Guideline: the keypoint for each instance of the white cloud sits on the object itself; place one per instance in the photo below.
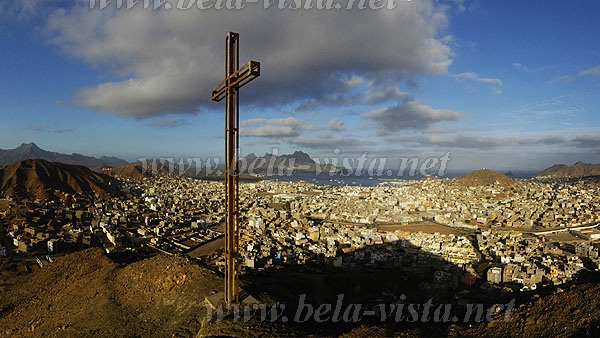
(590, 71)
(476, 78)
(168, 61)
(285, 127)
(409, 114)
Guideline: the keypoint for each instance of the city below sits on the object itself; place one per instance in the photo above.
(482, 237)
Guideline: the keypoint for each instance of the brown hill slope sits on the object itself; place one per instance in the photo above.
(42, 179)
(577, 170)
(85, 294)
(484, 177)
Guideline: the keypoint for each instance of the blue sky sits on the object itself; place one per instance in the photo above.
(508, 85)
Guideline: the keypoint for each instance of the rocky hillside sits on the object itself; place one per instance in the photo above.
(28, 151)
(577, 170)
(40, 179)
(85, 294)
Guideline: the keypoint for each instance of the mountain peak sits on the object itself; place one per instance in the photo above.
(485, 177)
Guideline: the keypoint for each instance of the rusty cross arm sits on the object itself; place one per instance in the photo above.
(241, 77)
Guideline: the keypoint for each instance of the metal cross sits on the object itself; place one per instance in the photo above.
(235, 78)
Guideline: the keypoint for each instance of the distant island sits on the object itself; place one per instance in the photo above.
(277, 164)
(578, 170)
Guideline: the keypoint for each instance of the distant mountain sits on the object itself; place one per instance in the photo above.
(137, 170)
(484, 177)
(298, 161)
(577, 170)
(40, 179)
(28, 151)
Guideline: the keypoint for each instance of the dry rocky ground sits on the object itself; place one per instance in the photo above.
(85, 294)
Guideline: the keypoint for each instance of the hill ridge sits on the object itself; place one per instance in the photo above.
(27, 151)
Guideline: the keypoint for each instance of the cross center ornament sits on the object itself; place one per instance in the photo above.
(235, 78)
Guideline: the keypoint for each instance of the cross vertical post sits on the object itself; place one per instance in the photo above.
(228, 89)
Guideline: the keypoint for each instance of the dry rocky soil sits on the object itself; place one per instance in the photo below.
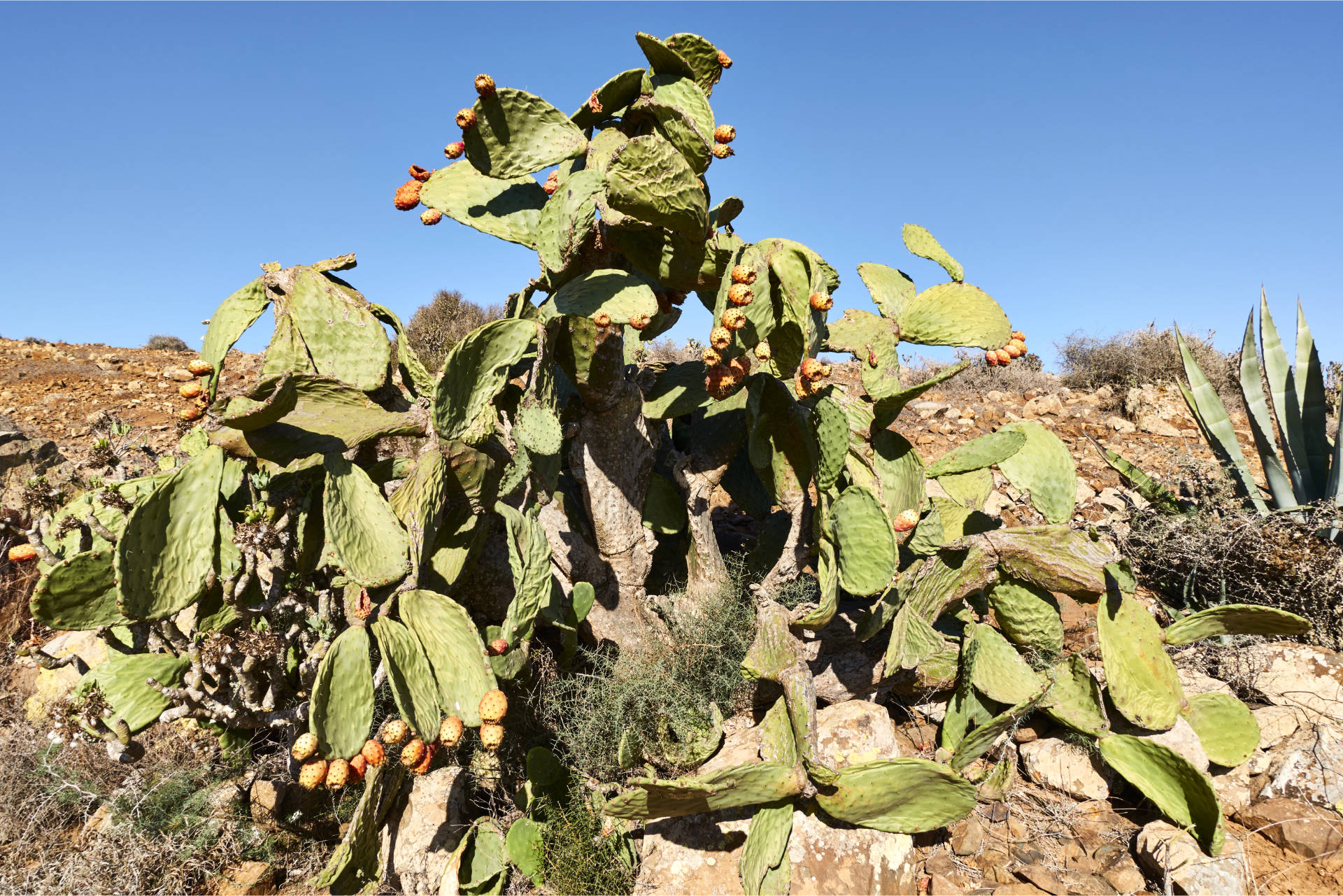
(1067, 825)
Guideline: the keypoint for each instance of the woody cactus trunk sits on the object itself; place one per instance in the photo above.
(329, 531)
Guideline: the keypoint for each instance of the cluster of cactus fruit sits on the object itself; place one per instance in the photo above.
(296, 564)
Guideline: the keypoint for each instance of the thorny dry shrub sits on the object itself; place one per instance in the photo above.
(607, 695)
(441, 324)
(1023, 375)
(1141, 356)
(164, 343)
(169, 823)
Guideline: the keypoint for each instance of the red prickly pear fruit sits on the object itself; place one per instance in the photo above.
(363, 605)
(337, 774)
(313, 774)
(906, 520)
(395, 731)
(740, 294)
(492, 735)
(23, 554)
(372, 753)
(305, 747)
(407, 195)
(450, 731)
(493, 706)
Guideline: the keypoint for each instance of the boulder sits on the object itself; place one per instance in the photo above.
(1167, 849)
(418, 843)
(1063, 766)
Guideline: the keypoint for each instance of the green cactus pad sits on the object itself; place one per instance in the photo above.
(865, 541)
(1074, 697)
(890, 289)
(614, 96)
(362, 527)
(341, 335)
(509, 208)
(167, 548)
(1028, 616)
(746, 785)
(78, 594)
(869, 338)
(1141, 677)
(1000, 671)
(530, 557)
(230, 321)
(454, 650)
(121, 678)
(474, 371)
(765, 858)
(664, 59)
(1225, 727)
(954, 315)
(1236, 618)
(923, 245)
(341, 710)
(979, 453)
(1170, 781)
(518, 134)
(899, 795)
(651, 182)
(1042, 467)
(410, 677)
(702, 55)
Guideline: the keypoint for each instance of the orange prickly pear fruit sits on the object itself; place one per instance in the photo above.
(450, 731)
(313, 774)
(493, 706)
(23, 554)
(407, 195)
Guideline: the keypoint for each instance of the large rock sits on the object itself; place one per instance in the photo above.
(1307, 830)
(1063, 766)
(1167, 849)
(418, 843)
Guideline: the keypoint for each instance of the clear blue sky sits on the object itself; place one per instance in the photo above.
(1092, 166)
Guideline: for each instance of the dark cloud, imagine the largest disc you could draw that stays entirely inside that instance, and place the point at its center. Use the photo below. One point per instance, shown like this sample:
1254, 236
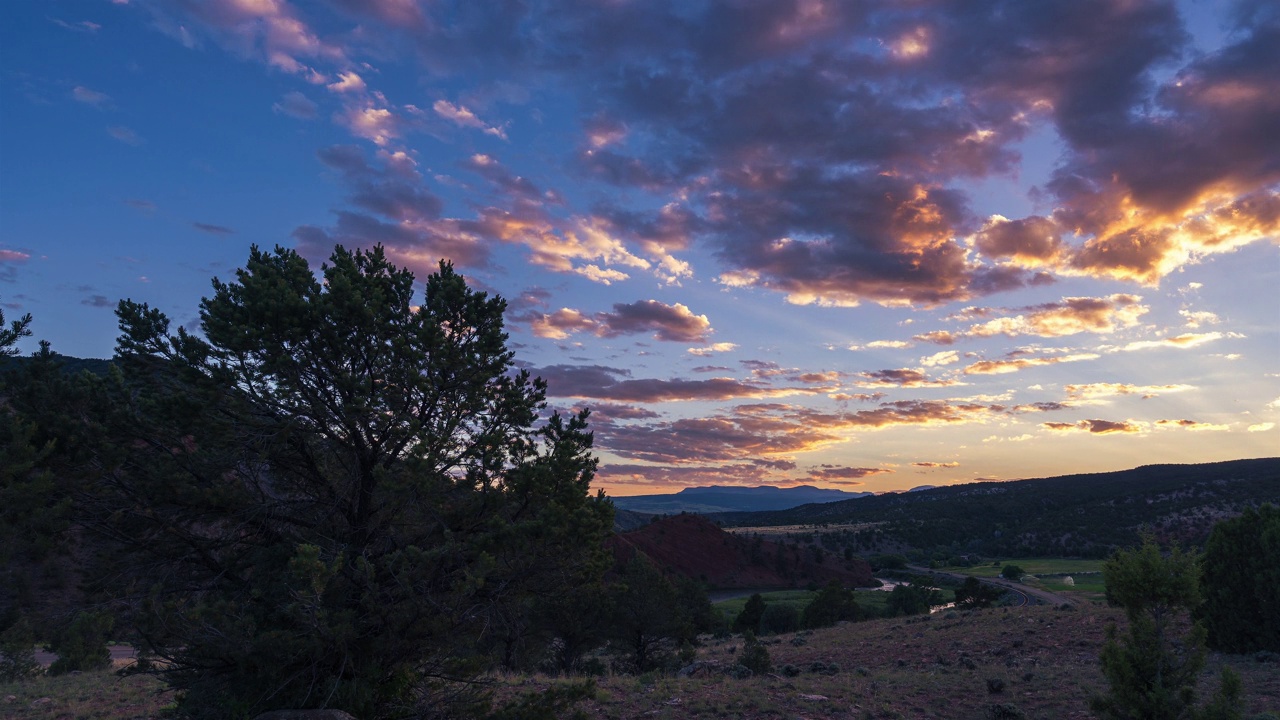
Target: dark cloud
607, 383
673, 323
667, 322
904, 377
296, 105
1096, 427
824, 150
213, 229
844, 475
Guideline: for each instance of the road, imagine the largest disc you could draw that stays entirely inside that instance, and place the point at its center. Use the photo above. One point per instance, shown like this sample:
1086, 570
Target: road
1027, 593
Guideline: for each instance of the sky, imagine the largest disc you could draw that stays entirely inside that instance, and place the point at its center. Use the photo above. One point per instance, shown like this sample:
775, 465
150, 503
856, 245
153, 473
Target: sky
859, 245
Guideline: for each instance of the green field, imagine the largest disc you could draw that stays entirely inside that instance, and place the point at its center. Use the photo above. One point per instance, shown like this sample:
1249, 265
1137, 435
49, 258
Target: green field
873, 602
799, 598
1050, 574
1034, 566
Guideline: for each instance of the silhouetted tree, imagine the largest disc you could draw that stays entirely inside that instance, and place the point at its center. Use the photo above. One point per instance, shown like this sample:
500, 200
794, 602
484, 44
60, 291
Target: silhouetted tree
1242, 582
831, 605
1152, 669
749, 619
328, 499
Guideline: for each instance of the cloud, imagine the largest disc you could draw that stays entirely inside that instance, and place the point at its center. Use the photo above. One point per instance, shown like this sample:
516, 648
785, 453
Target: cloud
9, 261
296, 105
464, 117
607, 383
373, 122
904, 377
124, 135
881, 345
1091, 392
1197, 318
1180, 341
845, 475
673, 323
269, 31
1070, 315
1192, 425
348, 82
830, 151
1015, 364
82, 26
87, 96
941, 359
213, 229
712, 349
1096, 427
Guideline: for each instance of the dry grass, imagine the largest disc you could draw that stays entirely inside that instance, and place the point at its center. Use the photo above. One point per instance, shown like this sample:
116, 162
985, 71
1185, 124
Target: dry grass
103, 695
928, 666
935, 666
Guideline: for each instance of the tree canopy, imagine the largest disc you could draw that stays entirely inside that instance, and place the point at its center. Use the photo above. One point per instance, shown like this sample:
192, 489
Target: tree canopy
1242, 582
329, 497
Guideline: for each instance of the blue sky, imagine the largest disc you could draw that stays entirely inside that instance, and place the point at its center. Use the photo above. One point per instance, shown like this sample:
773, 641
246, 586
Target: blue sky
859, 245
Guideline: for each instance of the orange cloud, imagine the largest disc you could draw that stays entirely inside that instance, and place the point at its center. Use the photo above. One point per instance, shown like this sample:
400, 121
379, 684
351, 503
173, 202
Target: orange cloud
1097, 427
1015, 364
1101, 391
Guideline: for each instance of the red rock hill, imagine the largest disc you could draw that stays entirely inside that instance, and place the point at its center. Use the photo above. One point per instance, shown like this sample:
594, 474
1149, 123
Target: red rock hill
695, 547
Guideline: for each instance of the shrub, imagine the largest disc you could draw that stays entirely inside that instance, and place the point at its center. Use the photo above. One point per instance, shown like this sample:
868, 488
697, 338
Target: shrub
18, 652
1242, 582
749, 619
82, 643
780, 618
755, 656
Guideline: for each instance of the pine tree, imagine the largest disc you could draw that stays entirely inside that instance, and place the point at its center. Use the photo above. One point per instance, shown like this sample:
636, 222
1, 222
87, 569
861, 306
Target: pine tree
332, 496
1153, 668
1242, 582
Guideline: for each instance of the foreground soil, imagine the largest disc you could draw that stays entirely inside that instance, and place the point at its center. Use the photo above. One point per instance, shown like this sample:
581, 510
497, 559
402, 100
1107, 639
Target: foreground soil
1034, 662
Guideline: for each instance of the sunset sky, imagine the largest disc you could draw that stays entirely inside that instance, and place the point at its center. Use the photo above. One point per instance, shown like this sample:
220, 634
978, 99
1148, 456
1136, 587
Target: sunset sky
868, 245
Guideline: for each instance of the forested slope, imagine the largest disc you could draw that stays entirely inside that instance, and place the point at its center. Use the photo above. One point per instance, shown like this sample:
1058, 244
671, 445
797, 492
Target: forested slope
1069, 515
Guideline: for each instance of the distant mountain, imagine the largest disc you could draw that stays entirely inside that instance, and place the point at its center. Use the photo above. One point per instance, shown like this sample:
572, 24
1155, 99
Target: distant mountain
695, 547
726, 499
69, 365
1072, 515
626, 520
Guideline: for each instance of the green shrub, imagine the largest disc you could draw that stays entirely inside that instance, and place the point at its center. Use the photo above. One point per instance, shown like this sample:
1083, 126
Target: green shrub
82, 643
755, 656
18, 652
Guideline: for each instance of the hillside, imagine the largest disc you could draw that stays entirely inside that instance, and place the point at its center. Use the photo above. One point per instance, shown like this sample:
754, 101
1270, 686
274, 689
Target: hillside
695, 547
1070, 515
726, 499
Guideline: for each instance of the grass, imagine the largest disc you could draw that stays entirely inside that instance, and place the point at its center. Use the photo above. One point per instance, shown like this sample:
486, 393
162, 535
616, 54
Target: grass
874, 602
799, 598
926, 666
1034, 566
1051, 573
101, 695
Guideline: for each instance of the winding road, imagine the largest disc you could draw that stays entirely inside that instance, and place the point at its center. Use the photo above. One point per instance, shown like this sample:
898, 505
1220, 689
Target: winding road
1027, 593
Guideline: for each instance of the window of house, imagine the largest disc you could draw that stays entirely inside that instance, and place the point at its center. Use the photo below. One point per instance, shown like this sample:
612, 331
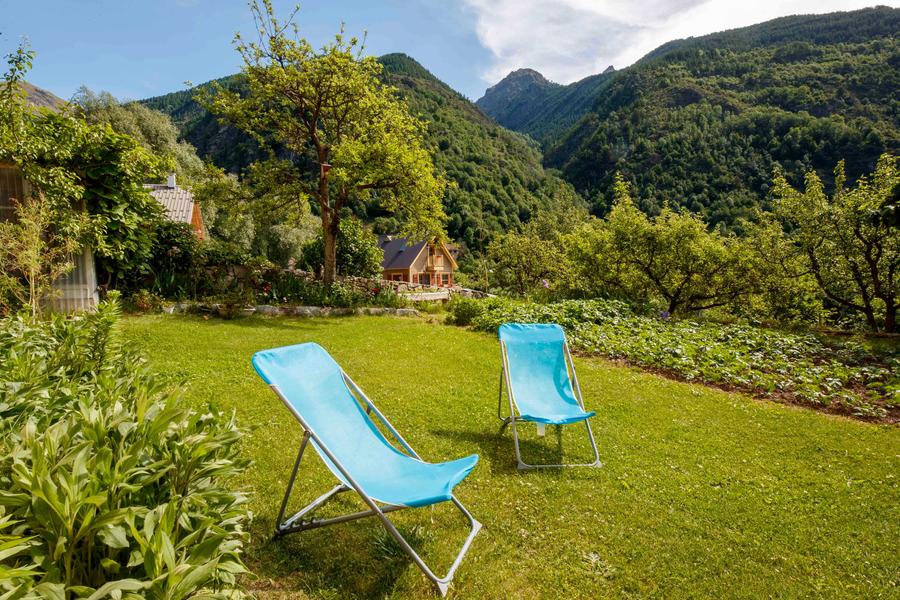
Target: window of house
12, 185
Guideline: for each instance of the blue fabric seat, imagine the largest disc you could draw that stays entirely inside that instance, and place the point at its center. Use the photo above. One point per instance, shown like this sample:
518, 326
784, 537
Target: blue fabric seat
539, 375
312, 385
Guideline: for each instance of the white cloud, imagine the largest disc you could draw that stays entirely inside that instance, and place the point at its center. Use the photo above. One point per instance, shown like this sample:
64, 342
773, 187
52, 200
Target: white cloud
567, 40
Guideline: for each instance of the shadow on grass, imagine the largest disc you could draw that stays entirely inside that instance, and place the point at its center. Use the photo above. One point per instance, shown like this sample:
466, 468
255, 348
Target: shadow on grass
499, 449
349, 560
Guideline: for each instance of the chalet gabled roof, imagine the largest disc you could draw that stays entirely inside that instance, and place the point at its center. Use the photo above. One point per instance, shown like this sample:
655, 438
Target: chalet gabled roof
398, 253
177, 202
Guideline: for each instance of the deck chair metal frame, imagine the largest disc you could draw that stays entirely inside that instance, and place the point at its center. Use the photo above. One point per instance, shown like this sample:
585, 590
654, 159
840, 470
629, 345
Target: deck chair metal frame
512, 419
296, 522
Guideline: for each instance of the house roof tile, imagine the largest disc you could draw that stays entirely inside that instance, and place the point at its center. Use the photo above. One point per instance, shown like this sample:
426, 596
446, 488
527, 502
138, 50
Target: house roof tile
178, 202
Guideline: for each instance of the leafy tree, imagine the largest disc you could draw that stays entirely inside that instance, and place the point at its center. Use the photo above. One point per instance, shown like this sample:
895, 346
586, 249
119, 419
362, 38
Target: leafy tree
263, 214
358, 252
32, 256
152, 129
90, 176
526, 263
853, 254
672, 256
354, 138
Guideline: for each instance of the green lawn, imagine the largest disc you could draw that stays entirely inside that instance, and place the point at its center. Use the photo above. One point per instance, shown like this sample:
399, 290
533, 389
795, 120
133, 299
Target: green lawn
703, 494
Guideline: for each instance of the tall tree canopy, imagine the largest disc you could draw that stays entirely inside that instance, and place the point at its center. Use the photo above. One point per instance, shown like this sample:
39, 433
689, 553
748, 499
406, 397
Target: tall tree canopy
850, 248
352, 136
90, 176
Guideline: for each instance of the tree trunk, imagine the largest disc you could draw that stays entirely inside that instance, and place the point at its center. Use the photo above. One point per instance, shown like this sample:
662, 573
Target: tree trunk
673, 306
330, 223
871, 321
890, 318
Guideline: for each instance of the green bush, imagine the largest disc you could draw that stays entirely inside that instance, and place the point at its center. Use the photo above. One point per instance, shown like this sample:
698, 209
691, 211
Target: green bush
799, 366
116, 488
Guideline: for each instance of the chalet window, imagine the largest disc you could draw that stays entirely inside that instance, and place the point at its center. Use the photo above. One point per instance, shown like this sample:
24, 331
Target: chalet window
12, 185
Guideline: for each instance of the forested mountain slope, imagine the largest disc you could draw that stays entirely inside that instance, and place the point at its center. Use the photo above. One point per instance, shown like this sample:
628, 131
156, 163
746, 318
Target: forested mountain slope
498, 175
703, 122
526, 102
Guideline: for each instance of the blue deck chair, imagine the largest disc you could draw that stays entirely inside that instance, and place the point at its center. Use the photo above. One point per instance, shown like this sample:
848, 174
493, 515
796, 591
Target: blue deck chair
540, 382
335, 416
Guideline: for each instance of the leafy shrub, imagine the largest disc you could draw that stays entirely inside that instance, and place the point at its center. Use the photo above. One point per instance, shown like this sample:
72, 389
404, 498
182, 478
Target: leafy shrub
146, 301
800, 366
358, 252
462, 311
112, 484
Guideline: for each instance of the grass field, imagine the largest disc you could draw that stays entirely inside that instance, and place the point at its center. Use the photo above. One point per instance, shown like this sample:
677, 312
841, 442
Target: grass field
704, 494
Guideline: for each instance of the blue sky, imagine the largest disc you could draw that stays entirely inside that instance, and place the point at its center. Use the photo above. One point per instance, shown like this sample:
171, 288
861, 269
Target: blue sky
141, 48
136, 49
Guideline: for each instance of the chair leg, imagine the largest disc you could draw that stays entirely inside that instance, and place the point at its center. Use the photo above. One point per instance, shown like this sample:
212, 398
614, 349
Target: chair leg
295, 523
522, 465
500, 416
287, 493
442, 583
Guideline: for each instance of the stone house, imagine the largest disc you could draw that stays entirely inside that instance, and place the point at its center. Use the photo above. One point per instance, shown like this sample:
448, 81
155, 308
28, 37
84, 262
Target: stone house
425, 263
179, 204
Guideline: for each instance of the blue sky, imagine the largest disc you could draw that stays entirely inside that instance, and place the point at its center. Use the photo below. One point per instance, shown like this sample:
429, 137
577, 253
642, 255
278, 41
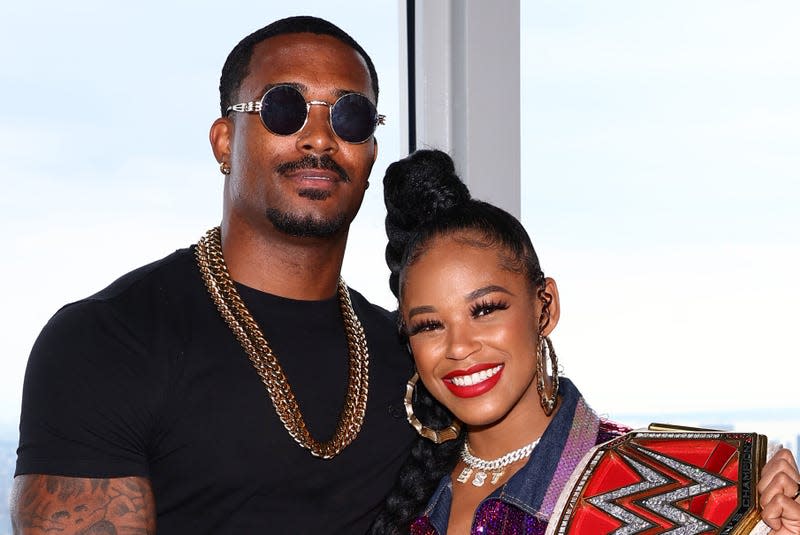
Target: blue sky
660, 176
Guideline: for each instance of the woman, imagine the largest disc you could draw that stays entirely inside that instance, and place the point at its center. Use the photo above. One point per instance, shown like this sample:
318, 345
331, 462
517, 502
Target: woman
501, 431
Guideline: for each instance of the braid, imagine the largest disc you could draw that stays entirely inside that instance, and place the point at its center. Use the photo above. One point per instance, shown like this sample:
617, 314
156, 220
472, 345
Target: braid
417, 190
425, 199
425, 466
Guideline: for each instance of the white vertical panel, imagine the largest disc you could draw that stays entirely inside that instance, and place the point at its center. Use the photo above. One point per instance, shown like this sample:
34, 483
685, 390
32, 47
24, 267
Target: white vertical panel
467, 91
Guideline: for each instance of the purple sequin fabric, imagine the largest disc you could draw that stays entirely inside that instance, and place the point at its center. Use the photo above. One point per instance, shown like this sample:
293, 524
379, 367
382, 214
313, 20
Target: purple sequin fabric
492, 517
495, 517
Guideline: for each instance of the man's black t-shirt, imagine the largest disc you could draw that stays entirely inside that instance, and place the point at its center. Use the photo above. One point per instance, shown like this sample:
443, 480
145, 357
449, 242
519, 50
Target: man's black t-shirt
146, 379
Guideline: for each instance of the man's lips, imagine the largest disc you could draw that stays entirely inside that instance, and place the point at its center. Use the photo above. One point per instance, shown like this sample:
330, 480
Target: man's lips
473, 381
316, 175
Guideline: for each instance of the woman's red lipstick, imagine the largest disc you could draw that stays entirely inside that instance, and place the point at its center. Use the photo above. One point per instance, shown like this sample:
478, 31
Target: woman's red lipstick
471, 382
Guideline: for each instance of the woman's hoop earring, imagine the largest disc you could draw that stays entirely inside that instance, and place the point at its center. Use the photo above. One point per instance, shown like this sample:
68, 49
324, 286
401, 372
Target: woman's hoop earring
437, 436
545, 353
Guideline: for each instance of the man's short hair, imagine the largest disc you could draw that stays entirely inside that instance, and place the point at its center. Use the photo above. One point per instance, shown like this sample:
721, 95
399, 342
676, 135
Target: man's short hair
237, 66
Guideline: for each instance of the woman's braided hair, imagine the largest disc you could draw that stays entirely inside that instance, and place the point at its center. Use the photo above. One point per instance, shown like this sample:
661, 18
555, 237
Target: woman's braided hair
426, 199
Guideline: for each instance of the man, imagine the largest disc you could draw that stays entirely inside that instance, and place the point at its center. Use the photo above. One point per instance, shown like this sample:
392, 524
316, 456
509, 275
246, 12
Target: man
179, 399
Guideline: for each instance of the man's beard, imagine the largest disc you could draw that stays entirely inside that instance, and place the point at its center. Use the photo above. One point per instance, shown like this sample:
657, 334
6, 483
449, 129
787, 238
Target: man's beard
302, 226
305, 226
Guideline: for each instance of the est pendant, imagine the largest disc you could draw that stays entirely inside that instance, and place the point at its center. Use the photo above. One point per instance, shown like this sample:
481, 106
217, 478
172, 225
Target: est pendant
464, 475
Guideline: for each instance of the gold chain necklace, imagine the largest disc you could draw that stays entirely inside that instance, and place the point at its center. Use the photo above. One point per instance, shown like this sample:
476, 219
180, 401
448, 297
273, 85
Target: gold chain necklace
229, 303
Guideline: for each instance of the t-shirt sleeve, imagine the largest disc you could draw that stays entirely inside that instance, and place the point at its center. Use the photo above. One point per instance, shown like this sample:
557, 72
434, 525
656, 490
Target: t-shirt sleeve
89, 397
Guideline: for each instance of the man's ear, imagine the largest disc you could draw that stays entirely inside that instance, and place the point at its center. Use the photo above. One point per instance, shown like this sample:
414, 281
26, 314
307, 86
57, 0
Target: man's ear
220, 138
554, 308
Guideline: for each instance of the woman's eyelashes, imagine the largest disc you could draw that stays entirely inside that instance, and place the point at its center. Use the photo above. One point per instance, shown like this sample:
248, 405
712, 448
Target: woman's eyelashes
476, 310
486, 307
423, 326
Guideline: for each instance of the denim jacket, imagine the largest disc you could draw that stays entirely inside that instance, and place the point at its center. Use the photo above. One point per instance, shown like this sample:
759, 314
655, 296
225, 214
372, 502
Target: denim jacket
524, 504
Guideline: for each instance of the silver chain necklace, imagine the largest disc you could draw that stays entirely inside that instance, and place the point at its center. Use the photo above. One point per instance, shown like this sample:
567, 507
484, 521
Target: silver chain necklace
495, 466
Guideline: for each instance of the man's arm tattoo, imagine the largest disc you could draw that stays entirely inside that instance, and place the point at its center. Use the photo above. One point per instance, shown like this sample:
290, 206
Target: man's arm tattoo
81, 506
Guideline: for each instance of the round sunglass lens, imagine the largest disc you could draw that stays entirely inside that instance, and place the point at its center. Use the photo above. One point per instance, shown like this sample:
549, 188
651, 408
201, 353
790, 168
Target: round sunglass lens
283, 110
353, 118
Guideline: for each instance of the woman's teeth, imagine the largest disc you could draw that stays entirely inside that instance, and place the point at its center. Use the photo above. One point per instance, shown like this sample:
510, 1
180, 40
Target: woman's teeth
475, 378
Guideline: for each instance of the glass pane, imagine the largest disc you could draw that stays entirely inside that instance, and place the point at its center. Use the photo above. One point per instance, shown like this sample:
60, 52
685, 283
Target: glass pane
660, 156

**Goal of the exercise**
Repeat, without changes, every line from the one that contains "Guideline: for each instance of the woman's teeth, imagine" through the final line of the data.

**Solution**
Guideline: for each instance of the woman's teeth, imagine the largest disc you could draw that stays entirely inside that instance, and place the point at its center. Use the photo above. One point per instance, shown like this sample:
510, 1
180, 40
Target: woman's teeth
475, 378
Guideline: for each instance of the glass pane, imagine the largest disc you could draw that stays entirely inside that instance, and place the point at its center. Use the photo above. One point per instance, shown like this sample:
60, 52
685, 283
Target: glass pane
660, 156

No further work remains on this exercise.